▶ _TASK INSTRUCTIONS_
Extract every line of the material below verbatim, keeping the original order and altering no character.

Material from a point labeling set
· · · ·

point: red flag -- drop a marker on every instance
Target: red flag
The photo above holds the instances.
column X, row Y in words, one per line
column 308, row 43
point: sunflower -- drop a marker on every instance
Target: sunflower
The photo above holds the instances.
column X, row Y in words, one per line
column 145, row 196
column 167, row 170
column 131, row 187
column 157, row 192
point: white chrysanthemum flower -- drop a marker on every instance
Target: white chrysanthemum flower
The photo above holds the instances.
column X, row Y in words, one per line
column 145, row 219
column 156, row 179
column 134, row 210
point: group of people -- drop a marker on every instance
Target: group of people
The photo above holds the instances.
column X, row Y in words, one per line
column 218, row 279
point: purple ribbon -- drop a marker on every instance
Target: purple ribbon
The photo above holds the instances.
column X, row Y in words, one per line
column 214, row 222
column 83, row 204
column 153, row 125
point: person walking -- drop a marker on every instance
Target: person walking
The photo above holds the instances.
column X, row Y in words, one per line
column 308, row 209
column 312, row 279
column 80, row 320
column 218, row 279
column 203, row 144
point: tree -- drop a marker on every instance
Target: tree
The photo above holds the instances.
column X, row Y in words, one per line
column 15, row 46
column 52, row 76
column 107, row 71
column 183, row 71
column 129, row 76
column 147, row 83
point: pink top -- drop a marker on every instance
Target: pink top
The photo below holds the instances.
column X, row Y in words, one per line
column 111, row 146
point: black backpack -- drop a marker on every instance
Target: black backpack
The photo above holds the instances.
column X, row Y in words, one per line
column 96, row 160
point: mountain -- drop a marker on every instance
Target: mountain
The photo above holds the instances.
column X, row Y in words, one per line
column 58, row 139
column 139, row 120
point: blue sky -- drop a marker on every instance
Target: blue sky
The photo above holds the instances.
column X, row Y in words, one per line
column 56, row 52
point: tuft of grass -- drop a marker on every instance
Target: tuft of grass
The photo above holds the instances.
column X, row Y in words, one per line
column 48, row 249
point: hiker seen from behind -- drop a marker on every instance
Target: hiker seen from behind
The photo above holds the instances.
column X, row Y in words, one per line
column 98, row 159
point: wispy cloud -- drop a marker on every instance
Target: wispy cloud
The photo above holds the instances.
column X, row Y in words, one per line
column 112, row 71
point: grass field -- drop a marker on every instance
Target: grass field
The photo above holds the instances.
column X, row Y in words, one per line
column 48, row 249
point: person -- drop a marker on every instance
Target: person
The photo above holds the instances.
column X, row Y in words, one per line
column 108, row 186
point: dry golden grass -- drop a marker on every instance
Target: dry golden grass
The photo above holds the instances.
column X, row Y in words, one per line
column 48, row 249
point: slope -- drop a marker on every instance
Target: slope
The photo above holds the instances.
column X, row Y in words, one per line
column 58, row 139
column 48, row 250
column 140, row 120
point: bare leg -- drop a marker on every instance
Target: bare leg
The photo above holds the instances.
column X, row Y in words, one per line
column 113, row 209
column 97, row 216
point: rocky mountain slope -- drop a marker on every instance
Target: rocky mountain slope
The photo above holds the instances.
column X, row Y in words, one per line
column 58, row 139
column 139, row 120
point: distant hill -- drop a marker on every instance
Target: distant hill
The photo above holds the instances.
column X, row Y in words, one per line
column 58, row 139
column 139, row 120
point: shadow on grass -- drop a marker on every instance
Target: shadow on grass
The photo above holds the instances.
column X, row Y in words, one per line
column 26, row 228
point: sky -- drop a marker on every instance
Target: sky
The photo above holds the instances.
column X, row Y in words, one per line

· · · ·

▶ _ANSWER FOR THIS EXERCISE_
point: red flag -- drop a marker on every instance
Target: red flag
The photo above holds the instances.
column X, row Y in words, one per line
column 308, row 43
point: sunflower -- drop a marker on every instance
Target: sunflower
The photo above holds the instances.
column X, row Y in words, one per line
column 145, row 196
column 167, row 170
column 131, row 187
column 157, row 192
point: white chrysanthemum flower -- drop a marker on every instance
Target: white chrysanthemum flower
The photo above holds the instances.
column X, row Y in words, one per line
column 145, row 219
column 156, row 179
column 134, row 210
point: group of people -- drop a marker on every instance
Target: group of people
The photo above holds the instances.
column X, row Y in words, one per line
column 218, row 279
point: purple ribbon -- drop a marker on every instance
Target: purple ribbon
The photo above holds the instances.
column X, row Y in words, one per line
column 214, row 222
column 83, row 204
column 153, row 125
point: person walking -- drop a marker on every instance
Target: person walking
The photo above holds the instances.
column X, row Y in words, one per line
column 308, row 209
column 312, row 279
column 80, row 320
column 218, row 279
column 203, row 144
point: tree -- drop a marker on every instance
Target: tree
The photo above holds the instances.
column X, row Y in words, one per line
column 15, row 46
column 52, row 76
column 107, row 71
column 183, row 71
column 129, row 76
column 147, row 83
point: pink top -- drop a marker on every instance
Target: pink top
The photo below holds the instances.
column X, row Y in words, one per line
column 111, row 146
point: black backpack -- drop a marker on every instance
Target: black backpack
The photo above holds the instances.
column X, row Y in words, one per line
column 96, row 160
point: mountain -- drop a marker on every instance
Target: mountain
The photo above holds the instances.
column X, row Y in words, one per line
column 58, row 139
column 139, row 120
point: blue sky -- drop a marker on every instance
Target: blue sky
The photo above holds the instances.
column X, row Y in words, one per line
column 56, row 52
point: tuft of grass -- drop a marker on every instance
Target: tuft of grass
The photo above holds the instances.
column X, row Y in words, one per line
column 48, row 249
point: hiker seen from behind -- drop a marker on every instance
Target: hiker seen from behind
The photo above holds the instances.
column X, row Y in words, one per line
column 98, row 159
point: wispy cloud -- drop a marker on every instance
Target: wispy cloud
The photo above holds the instances.
column X, row Y in words, one per line
column 112, row 71
point: grass field -- drop a marker on every instance
Target: grass field
The photo above holds the instances.
column X, row Y in words, one per line
column 48, row 249
point: person -- drop a marker on every instance
Target: person
The photo above holds the instances.
column X, row Y in words, one per line
column 108, row 186
point: dry golden grass -- drop a marker on every instance
Target: dry golden grass
The photo above holds the instances.
column X, row Y in words, one per line
column 48, row 249
point: slope -- drop a marker on every instance
Target: slope
The photo above holds the instances.
column X, row Y in words, one per line
column 58, row 139
column 48, row 250
column 140, row 120
point: bare leg -- drop a marker on every instance
Target: bare leg
The photo above holds the instances.
column X, row Y in words, one per line
column 113, row 209
column 97, row 216
point: rocky mountain slope -- drop a marker on every instance
Target: rocky mountain slope
The photo above holds the instances.
column X, row Y in words, one per line
column 58, row 139
column 139, row 120
point: distant hill -- drop a marker on every instance
Target: distant hill
The photo above holds the instances.
column X, row Y in words, one per line
column 58, row 139
column 139, row 120
point: shadow on grass -- drop a marker on every instance
Target: shadow on grass
The photo above holds the instances.
column X, row Y in words, one per line
column 26, row 228
point: sky -- drop a marker on every instance
Target: sky
The photo above holds the instances.
column X, row Y in words, one per line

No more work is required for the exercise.